→ **Written instruction**:
Reproduce verbatim the stretch of the listing below from the line containing "Place one pin on each instance of the coat pocket, positioned" through the final line of the listing, and output nothing else.

Records:
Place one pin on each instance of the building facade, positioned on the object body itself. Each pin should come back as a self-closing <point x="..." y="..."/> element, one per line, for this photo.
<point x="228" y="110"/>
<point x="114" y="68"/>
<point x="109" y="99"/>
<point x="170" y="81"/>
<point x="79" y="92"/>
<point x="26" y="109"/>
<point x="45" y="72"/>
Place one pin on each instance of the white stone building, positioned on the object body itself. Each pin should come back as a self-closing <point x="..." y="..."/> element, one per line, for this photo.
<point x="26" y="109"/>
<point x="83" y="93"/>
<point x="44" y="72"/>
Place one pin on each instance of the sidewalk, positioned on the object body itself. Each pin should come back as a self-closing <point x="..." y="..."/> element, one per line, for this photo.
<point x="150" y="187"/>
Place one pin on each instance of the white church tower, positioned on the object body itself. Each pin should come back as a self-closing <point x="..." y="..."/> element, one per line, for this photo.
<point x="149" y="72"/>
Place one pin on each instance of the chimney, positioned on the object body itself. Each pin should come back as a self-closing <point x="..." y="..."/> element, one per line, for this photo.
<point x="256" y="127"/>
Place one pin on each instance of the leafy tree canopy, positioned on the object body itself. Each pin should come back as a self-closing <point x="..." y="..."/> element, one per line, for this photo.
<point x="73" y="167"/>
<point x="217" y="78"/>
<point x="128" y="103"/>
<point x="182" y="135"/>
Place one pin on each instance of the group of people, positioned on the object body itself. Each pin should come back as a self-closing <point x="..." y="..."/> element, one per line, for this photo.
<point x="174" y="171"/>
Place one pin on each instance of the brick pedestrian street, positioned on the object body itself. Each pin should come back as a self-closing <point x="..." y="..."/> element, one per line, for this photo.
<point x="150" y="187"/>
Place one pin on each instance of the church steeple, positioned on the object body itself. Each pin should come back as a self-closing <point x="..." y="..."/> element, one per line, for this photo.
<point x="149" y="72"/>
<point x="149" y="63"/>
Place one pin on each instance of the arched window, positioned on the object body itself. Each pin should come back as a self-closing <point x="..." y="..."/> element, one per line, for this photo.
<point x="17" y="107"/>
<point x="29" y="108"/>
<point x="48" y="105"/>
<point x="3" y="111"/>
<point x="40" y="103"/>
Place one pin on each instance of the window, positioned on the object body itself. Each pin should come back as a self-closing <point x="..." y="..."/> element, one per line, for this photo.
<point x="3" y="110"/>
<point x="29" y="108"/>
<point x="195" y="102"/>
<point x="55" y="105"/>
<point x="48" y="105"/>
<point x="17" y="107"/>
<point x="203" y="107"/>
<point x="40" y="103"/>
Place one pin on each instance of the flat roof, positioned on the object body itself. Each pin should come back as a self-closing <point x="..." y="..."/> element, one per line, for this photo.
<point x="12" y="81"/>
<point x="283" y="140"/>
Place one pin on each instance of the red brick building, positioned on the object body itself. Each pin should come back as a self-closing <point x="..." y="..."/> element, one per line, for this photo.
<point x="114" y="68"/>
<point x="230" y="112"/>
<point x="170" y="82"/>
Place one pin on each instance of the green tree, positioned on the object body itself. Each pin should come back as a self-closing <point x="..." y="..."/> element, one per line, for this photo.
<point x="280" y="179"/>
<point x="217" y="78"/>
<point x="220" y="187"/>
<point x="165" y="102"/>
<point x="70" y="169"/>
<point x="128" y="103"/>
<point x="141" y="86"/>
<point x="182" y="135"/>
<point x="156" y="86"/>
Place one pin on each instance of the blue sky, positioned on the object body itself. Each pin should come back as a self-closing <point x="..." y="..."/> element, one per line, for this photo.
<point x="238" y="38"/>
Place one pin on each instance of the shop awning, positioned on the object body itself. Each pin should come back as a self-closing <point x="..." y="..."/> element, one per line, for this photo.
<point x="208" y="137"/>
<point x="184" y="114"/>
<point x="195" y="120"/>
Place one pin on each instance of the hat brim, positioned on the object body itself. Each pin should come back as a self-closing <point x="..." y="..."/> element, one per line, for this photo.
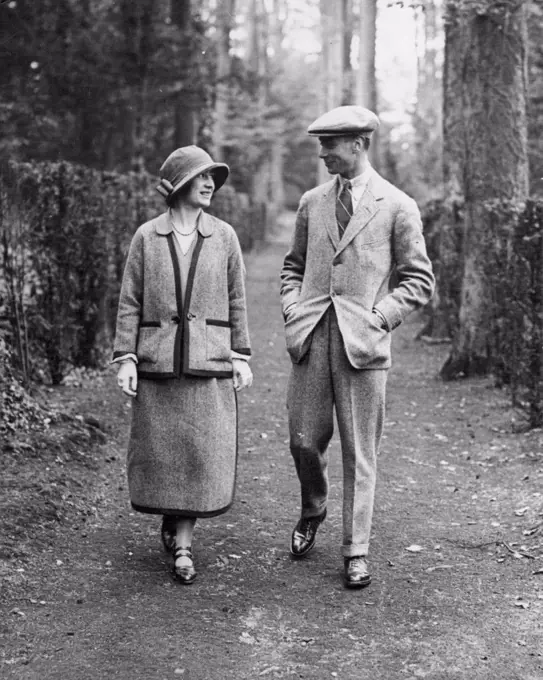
<point x="340" y="133"/>
<point x="220" y="175"/>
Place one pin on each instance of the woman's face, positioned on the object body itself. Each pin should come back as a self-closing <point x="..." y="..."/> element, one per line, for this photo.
<point x="201" y="190"/>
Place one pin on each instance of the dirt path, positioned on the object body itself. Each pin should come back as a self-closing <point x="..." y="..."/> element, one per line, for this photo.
<point x="457" y="541"/>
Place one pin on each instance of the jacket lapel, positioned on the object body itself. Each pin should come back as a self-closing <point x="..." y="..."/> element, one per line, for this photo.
<point x="365" y="211"/>
<point x="329" y="211"/>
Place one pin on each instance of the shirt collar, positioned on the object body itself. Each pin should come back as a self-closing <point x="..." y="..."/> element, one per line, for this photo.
<point x="358" y="182"/>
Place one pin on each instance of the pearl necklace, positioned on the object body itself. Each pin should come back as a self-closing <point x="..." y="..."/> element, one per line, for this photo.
<point x="183" y="233"/>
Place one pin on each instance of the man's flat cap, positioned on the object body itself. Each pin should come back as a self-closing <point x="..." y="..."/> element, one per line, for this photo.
<point x="344" y="120"/>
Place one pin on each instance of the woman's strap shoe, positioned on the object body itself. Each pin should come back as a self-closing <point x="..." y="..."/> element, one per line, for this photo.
<point x="167" y="533"/>
<point x="355" y="573"/>
<point x="187" y="573"/>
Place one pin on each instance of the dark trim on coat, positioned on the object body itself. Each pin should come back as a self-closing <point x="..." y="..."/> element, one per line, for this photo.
<point x="218" y="322"/>
<point x="149" y="375"/>
<point x="188" y="295"/>
<point x="242" y="350"/>
<point x="208" y="374"/>
<point x="183" y="513"/>
<point x="179" y="299"/>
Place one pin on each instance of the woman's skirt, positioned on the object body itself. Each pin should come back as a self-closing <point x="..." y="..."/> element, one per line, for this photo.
<point x="182" y="452"/>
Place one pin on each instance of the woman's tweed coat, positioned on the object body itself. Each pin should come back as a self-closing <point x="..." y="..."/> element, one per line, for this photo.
<point x="183" y="444"/>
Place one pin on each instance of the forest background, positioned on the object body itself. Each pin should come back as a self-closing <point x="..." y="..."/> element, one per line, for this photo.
<point x="94" y="94"/>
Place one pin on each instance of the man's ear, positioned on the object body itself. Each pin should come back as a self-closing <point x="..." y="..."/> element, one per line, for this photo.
<point x="357" y="144"/>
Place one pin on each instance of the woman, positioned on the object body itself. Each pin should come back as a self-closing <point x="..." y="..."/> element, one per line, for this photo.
<point x="183" y="346"/>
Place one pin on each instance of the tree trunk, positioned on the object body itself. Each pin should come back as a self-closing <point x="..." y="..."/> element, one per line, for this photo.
<point x="428" y="119"/>
<point x="225" y="17"/>
<point x="185" y="115"/>
<point x="448" y="264"/>
<point x="139" y="32"/>
<point x="332" y="61"/>
<point x="366" y="87"/>
<point x="489" y="44"/>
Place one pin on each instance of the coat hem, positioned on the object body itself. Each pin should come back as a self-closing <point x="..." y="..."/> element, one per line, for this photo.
<point x="184" y="513"/>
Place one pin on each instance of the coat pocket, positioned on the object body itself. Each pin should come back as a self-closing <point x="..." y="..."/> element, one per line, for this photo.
<point x="218" y="343"/>
<point x="148" y="342"/>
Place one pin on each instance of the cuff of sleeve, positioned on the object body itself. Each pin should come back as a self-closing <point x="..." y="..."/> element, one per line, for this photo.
<point x="243" y="357"/>
<point x="125" y="357"/>
<point x="382" y="318"/>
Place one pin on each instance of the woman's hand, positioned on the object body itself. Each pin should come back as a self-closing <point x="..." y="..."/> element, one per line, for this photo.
<point x="127" y="377"/>
<point x="243" y="376"/>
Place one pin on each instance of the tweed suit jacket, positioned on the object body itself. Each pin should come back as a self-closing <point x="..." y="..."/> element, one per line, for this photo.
<point x="355" y="274"/>
<point x="167" y="336"/>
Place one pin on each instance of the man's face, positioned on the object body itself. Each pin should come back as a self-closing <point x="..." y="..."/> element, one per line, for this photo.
<point x="340" y="154"/>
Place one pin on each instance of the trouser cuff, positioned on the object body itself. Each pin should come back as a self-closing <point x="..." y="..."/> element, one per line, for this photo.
<point x="355" y="550"/>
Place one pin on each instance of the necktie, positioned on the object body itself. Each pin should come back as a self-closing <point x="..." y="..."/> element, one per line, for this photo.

→ **Written answer**:
Place one pin on each instance of the coat pocket, positioned on the object body itself. Each pin should come back as a self-closing <point x="..." y="..."/> element, one per line, for this photo.
<point x="218" y="343"/>
<point x="148" y="342"/>
Place one pin on each instance of the cuff of sleeve, positioned on the object body itself. Each pin should come back as a self-closing <point x="..." y="..."/> element, one per line, for this photo.
<point x="243" y="357"/>
<point x="125" y="357"/>
<point x="382" y="318"/>
Place one pin on each instance of the woman's hand, positioned on the object body itself. Each pin should come back as a self-closing <point x="..." y="..."/> element, one per line, for this photo.
<point x="127" y="377"/>
<point x="243" y="376"/>
Place one pin on each instance of the tweed suit jacket, positioned on the object body itself. Each pin should come back as a self-closing <point x="..." y="..."/> element, one per line, for this photo.
<point x="355" y="274"/>
<point x="167" y="336"/>
Place one pin on each instance of the man's face, positioned on the object body itself. Each pin should come back as a self-closing <point x="..." y="..."/> element, one per line, for this photo.
<point x="340" y="154"/>
Place one pin on each instance of the trouser cuff, positioned on the object body itself. Each pin should come back as a self-closing <point x="..." y="..."/> element, one per line, for this photo.
<point x="355" y="550"/>
Place one pin on each instance of the necktie, positioned on the object body itself. Each pin should come back as a self-closing <point x="..." y="..."/> element, one per line, for this photo.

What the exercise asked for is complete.